**What the task requires**
Rewrite the stretch of lines from the one containing "Can you find the canyon wall?" through the one containing "[[349, 359], [331, 309], [425, 323], [459, 391]]", putting "Mark each instance" wherever "Tag every instance" appears and changing nothing else. Omit the pictures from your version.

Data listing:

::::::::

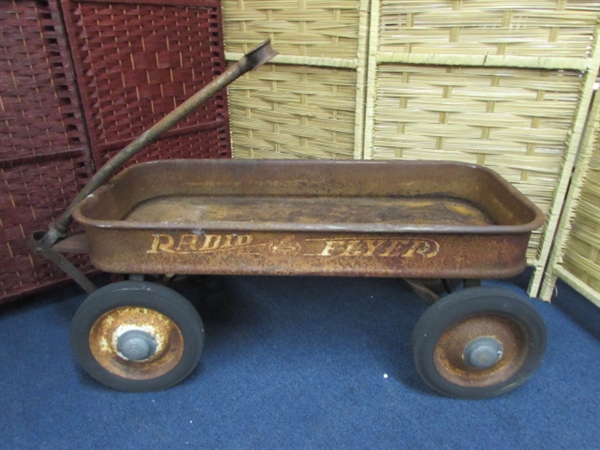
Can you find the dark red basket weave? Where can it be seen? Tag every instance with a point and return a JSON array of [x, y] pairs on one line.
[[44, 155], [136, 61]]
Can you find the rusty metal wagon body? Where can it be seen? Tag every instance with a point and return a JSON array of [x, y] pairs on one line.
[[413, 220], [348, 218]]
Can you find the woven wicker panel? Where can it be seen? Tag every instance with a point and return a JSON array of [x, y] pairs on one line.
[[531, 28], [516, 121], [296, 27], [576, 255], [44, 158], [289, 111], [137, 60], [32, 196], [582, 253], [39, 111]]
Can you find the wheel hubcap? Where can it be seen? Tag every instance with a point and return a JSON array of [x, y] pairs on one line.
[[480, 350], [482, 353], [136, 345]]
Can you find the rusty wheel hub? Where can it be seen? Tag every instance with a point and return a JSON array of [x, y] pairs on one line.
[[136, 343], [481, 350]]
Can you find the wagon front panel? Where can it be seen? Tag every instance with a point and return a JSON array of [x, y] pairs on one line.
[[160, 251]]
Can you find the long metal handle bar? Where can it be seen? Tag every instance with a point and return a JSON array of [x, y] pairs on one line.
[[248, 62]]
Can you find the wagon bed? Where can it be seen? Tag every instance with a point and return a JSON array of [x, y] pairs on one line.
[[359, 218]]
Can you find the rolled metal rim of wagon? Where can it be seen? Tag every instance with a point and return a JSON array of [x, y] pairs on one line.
[[87, 211]]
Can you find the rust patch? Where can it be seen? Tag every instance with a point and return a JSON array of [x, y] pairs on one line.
[[106, 331]]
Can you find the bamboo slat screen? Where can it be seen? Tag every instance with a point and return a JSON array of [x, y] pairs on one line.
[[308, 103], [576, 255], [503, 84]]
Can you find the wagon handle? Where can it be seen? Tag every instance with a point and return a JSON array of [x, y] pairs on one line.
[[41, 242]]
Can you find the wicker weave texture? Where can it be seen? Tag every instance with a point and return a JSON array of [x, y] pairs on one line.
[[580, 253], [514, 120], [286, 111], [39, 111], [310, 28], [136, 61], [530, 28], [43, 151]]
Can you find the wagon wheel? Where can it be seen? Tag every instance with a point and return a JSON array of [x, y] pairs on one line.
[[478, 343], [137, 336]]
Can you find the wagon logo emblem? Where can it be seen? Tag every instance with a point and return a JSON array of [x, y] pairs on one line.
[[199, 243]]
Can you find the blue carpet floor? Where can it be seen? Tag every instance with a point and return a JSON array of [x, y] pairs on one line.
[[295, 363]]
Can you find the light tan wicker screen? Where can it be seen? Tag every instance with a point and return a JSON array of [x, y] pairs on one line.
[[576, 255], [309, 103], [503, 84]]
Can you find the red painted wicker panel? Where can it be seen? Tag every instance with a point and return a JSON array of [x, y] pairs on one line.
[[136, 61], [44, 157]]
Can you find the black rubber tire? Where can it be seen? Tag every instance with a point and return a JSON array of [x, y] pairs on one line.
[[143, 295], [471, 304]]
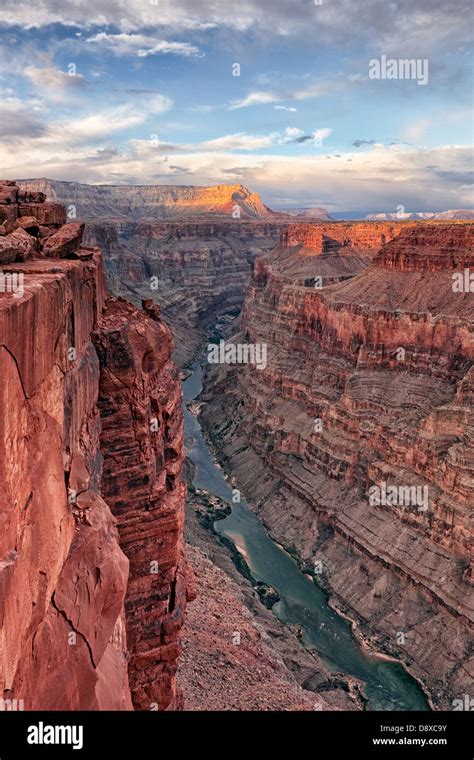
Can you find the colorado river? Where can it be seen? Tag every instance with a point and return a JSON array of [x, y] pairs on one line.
[[387, 686]]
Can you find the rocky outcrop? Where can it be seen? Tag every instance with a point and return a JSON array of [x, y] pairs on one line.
[[64, 576], [228, 661], [367, 385]]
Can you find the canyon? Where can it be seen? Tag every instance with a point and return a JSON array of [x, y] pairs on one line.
[[93, 579], [183, 247], [369, 381]]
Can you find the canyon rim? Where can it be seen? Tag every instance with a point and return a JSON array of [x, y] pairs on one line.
[[237, 363]]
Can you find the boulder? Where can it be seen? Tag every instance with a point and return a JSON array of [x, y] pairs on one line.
[[31, 196], [16, 246], [28, 223], [8, 211], [65, 241], [46, 213], [8, 194]]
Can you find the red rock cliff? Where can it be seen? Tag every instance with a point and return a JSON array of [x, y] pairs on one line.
[[64, 576], [140, 403]]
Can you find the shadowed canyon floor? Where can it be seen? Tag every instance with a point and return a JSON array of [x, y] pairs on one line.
[[383, 415]]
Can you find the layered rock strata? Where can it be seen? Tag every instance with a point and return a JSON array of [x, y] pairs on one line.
[[190, 249], [140, 404], [228, 661], [196, 270], [64, 577], [368, 385]]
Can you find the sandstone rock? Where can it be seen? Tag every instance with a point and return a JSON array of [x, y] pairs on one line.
[[382, 358], [8, 212], [63, 583], [8, 227], [8, 194], [65, 241], [46, 213], [214, 673], [28, 223], [156, 202], [44, 232], [142, 445], [26, 196], [16, 246]]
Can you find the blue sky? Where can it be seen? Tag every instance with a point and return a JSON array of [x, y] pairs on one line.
[[143, 91]]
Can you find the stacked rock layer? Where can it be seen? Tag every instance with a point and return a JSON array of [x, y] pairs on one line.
[[66, 640], [368, 384]]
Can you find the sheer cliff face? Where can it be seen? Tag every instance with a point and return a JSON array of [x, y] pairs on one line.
[[153, 202], [190, 249], [140, 404], [195, 271], [368, 385], [64, 570]]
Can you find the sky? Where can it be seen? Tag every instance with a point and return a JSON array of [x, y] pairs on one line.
[[278, 96]]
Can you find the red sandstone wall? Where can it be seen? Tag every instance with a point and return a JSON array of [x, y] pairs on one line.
[[64, 576]]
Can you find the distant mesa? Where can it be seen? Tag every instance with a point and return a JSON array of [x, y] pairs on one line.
[[317, 214], [153, 202]]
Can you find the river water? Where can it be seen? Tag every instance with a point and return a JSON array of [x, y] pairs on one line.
[[387, 685]]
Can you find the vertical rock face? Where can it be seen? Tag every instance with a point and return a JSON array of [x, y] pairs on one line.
[[368, 381], [63, 574], [142, 443]]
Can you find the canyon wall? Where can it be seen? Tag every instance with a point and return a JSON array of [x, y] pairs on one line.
[[368, 384], [152, 202], [180, 246], [78, 628], [195, 270]]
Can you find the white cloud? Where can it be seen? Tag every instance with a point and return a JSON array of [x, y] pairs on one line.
[[379, 179], [57, 85], [239, 141], [141, 45], [416, 131], [256, 98], [315, 89], [407, 24]]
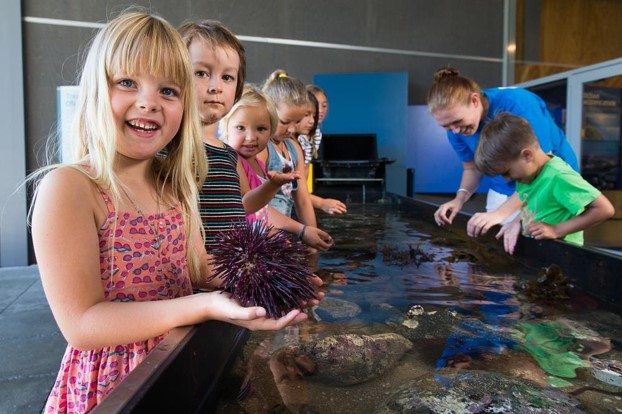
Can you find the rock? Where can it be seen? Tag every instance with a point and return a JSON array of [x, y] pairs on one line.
[[349, 359], [331, 309], [425, 323], [459, 391]]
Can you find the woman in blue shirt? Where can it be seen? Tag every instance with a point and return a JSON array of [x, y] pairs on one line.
[[459, 105]]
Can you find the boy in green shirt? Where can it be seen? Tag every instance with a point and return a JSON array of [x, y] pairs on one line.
[[557, 201]]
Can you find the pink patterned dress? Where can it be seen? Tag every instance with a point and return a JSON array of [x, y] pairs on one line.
[[132, 268]]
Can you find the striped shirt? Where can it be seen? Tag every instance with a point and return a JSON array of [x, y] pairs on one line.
[[220, 198]]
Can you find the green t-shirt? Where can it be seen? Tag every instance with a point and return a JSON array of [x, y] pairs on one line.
[[556, 195]]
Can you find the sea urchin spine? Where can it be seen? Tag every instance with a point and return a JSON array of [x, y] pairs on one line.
[[261, 267]]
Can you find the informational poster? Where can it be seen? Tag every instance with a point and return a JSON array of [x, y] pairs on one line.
[[66, 98], [602, 119]]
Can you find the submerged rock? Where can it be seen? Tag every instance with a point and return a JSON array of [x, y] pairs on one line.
[[458, 391], [348, 359], [419, 323], [331, 309]]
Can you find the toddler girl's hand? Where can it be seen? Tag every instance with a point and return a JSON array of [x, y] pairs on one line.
[[280, 178], [539, 231]]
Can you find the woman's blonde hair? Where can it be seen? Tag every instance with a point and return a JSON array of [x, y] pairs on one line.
[[450, 89], [133, 43], [252, 97], [285, 90]]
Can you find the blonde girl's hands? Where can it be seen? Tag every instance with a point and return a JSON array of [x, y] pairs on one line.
[[280, 178], [332, 206], [317, 239], [224, 308]]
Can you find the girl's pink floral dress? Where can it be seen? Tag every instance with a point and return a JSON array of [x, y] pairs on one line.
[[131, 269]]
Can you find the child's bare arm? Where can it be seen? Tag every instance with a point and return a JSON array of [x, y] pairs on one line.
[[595, 213]]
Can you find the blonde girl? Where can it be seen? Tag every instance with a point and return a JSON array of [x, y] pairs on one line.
[[248, 128], [283, 152], [117, 233]]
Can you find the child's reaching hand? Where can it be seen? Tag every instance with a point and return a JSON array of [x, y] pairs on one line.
[[510, 232], [539, 231]]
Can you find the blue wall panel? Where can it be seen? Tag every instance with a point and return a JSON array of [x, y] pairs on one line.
[[437, 167], [371, 103]]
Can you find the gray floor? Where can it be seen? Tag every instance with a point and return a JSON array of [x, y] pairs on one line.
[[31, 345]]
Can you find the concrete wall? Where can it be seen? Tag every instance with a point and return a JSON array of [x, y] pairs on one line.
[[304, 37], [413, 36], [13, 231]]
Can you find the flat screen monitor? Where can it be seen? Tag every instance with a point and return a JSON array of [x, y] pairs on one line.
[[348, 147]]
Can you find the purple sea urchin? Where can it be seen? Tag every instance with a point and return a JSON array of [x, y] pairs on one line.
[[263, 268]]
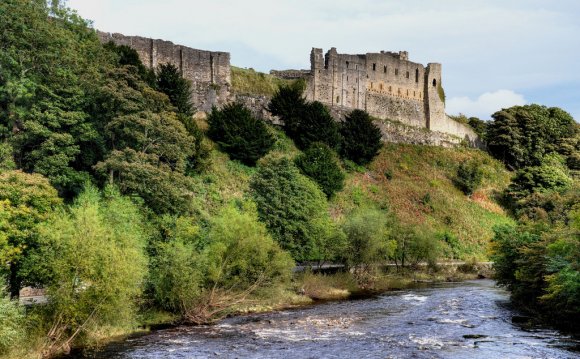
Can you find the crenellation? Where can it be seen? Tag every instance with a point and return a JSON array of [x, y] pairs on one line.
[[208, 71], [386, 84]]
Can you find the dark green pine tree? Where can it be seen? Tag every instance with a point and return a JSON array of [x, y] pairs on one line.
[[361, 137], [238, 133], [320, 163]]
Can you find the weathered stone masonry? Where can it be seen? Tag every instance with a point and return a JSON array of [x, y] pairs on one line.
[[208, 71], [386, 85]]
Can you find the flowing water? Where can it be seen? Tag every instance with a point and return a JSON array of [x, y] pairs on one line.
[[461, 320]]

::::::::

**Task output**
Can you find the canyon wall? Where can it be seen? Mark each instance with a point and return a JSON array of [x, y] pairs on one line.
[[368, 384], [152, 202], [180, 246], [78, 628], [195, 270]]
Can you find the white cloud? Where can it be seen? Mark each instance with a point and return a JSON array of [x, y] pairs on one line.
[[379, 179], [57, 85], [239, 141], [141, 45], [416, 131], [256, 98], [315, 89], [407, 24]]
Can you find the rock? Where can it be seen? Mark each instance with a point and return a JSON array of [x, y] pairs on one line.
[[349, 359], [331, 309], [425, 323], [459, 391]]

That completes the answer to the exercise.